■ Coordinate annotation data ■
- - - -
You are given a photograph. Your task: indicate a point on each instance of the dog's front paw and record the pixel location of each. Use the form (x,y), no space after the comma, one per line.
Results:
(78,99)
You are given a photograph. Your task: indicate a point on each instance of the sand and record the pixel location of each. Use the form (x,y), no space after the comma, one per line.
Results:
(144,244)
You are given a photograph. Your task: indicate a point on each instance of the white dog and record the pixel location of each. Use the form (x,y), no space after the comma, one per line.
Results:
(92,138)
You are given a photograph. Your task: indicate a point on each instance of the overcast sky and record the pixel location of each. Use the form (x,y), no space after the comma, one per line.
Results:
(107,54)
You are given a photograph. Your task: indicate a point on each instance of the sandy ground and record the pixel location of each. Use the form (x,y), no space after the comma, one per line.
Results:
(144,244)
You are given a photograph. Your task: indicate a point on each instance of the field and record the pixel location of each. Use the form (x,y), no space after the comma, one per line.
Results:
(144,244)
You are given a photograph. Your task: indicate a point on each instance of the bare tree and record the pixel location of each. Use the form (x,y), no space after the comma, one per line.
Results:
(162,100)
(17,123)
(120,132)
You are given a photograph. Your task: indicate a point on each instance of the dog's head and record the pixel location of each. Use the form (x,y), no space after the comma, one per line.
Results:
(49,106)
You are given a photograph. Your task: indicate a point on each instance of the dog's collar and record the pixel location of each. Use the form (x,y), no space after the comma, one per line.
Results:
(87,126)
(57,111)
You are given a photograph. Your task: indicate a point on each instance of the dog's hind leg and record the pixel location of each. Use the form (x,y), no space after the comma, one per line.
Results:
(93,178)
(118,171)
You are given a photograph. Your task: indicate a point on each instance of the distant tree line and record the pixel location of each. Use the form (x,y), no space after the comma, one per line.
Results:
- - - -
■ Aim of the exercise ■
Change every "Results" in the data above to "Points", and reproduce all the data with nothing else altered.

■ Solution ■
You are given a photograph. Your task: indicate a point on each instance of the dog's front paw and record the pixel location of each. Use the form (x,y), no space after the comma, one per line.
Points:
(78,99)
You are given a photograph. Your task: indicate a point on each instance of the sand and record the pixel location of each. Use the form (x,y), no space after the comma, one per line.
Points:
(144,244)
You are given a photograph. Your task: indicate a point on each instance of the white dog and record the pixel location of each. Use the form (x,y), no space after the comma, one per line.
Points:
(92,138)
You are given a photograph. Your task: indicate a point on each instance of the overcast sky and record the pixel location of each. Use the form (x,y), no space after the comma, one per line.
Points:
(107,54)
You are given a photograph. Your task: indicate a point on each instance of the sandy ground and record the pixel location of each. Use the form (x,y), no space after the comma, one per line.
Points:
(144,244)
You are given a photograph. Your task: indicate a point on each instance of the field and record the pixel location of each. Use the form (x,y), no space after the comma, one per line.
Points:
(144,244)
You are given a photograph. Your task: indicate a point on each instance of the bare tree and record the pixel location of each. Use the form (x,y), no space after the comma, one per line.
Points:
(162,100)
(17,123)
(120,132)
You are given a photograph. Your task: indicate a point on each instance of the dog's head and record the pixel location of each. Use the form (x,y), no space after the comma, one per line.
Points:
(49,106)
You are given a photograph. Your task: indicate a point on each instance of the dog's collar and record the pixel location of each. Use the form (x,y), no space after the comma, one per line.
Points:
(87,126)
(57,111)
You are given a photograph. Your task: indicate a point on each instance of the dog's hind leg and record the pixel location of each. Use the form (x,y), no space after the comma, one per line.
Points:
(93,178)
(118,171)
You are given a photograph. Your task: indicate a point on each instance of the distant tree line and record the pixel location of each. Use the form (x,y), no space after the comma, one per line.
Points:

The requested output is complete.